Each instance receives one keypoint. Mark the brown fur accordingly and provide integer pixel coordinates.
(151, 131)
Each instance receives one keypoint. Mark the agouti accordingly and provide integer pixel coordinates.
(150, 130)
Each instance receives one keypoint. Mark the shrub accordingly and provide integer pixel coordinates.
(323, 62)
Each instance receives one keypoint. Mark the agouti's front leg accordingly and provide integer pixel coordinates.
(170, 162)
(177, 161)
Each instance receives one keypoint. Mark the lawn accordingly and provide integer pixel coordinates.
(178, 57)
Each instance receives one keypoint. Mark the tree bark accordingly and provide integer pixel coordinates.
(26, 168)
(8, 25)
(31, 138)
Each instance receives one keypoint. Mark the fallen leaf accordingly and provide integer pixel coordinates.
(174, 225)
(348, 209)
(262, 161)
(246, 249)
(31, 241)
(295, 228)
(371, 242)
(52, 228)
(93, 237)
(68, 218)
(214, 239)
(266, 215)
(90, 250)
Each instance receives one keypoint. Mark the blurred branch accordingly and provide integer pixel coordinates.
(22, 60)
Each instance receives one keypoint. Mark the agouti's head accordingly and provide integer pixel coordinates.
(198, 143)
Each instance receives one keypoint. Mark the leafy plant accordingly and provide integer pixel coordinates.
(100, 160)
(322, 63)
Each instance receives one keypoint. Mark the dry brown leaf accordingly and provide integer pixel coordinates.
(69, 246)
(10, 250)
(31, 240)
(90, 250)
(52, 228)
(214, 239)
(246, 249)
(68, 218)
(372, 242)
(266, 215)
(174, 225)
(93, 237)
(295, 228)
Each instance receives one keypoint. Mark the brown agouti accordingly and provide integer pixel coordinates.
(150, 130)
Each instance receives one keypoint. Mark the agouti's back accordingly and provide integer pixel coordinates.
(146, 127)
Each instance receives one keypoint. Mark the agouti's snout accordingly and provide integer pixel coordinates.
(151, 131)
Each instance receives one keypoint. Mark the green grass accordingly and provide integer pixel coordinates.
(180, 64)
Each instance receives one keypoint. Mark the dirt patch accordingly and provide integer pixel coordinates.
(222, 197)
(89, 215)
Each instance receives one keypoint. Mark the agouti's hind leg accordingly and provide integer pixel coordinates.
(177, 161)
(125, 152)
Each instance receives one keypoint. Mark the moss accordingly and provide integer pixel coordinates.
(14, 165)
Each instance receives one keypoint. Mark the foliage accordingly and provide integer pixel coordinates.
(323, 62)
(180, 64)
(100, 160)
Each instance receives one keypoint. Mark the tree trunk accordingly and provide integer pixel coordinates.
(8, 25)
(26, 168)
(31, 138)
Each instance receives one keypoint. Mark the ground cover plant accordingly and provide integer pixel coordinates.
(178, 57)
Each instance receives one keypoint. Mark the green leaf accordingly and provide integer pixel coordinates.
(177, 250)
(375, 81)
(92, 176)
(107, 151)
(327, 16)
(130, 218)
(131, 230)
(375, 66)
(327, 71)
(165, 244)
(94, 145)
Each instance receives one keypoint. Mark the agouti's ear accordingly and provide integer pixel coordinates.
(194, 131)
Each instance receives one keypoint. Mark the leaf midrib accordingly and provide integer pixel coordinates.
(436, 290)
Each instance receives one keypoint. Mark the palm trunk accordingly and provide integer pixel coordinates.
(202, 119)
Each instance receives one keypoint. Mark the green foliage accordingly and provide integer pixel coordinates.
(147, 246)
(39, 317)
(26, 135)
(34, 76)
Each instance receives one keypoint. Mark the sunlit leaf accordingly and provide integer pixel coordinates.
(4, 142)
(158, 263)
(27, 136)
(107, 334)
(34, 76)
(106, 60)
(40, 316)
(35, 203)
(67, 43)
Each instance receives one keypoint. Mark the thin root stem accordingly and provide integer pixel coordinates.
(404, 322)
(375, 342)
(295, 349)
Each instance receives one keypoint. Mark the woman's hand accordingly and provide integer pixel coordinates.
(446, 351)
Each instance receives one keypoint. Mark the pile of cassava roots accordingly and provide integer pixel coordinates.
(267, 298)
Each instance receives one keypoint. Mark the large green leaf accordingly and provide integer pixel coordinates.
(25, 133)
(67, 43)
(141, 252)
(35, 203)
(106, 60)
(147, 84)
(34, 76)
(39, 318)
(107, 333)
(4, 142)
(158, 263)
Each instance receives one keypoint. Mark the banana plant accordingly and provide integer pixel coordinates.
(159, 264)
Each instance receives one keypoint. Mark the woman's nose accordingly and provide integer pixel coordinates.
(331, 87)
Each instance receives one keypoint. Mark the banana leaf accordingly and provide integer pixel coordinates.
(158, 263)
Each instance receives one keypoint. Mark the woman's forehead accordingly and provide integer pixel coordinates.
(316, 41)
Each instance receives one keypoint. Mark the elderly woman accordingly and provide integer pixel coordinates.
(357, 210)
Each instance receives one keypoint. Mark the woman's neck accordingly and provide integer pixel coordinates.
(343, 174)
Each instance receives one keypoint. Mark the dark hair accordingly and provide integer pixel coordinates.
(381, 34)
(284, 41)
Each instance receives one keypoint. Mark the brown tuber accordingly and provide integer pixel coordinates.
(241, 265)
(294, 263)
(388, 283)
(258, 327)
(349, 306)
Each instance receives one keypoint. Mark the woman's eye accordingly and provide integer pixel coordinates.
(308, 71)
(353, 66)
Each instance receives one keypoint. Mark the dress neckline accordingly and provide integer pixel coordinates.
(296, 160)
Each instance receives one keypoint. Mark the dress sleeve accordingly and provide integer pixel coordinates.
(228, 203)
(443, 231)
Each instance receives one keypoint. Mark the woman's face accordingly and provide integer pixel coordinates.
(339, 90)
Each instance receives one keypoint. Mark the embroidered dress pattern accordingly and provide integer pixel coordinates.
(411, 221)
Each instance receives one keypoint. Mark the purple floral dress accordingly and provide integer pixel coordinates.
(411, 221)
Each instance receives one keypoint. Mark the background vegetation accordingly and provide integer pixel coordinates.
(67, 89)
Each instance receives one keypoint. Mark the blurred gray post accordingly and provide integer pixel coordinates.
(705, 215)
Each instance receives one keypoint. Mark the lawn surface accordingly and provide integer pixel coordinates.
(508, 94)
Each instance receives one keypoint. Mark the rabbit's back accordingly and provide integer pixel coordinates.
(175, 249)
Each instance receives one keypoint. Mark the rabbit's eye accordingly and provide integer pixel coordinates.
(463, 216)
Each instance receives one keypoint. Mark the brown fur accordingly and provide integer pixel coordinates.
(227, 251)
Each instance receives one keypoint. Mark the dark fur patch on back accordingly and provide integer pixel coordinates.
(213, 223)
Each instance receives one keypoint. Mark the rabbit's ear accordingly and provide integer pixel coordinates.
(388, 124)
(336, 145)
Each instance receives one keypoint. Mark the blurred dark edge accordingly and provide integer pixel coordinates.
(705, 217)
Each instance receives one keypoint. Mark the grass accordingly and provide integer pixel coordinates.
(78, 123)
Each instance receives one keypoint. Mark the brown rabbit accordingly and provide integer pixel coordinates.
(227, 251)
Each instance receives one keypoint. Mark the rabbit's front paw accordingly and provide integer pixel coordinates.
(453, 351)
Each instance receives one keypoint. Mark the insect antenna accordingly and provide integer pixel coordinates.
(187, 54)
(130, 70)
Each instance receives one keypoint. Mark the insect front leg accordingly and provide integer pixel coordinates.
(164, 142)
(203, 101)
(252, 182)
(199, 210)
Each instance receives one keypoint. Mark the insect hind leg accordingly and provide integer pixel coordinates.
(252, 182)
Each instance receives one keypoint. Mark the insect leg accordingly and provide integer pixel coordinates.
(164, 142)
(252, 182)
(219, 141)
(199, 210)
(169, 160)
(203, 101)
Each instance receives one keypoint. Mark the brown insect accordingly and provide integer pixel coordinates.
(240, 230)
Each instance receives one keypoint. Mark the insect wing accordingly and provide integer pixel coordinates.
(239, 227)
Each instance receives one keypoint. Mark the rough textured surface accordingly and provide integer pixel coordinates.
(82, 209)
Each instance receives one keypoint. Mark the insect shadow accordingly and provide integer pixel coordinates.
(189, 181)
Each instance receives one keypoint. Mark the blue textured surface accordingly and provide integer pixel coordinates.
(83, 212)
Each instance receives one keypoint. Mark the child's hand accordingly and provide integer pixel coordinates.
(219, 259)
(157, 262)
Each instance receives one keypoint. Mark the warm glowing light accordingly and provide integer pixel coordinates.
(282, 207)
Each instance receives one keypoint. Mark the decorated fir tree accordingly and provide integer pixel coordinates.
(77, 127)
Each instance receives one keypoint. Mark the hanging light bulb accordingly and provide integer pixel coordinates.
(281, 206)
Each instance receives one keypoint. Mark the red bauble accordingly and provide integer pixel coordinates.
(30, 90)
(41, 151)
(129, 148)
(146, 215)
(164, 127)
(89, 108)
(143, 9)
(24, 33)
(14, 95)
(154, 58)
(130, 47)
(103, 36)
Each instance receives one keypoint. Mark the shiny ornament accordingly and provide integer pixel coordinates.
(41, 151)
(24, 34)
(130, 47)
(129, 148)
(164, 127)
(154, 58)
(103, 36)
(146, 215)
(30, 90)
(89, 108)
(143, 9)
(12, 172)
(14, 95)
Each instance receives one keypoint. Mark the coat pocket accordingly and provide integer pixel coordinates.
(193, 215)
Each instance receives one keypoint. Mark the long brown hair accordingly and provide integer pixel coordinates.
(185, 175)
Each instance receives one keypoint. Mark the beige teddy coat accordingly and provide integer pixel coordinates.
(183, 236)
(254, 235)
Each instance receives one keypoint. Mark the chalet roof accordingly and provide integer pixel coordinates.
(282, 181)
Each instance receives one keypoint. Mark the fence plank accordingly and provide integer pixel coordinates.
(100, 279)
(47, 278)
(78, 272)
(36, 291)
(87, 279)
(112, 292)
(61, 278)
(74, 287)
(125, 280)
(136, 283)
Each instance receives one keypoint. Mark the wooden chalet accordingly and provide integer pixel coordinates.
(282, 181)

☆ ☆ ☆ ☆

▸ **Given problem**
Give back exactly the lines from the line holding "Each instance receives one keypoint. Mark the beige" through the last line of the listing, including both.

▸ **Answer to this exercise**
Each instance receives one keypoint. Mark the beige teddy coat accordingly and provide integer pixel coordinates.
(183, 236)
(254, 235)
Each instance receives one keypoint. Mark the chalet roof accordingly and provide integer pixel coordinates.
(282, 181)
Each instance receives one keypoint. Mark the fence plank accordingly and provide integer pixel coordinates.
(100, 279)
(47, 278)
(78, 272)
(36, 291)
(87, 279)
(112, 292)
(61, 278)
(74, 287)
(125, 280)
(136, 283)
Each instance receives one keypoint. Mark the wooden chalet accordingly and provide integer pixel coordinates.
(282, 181)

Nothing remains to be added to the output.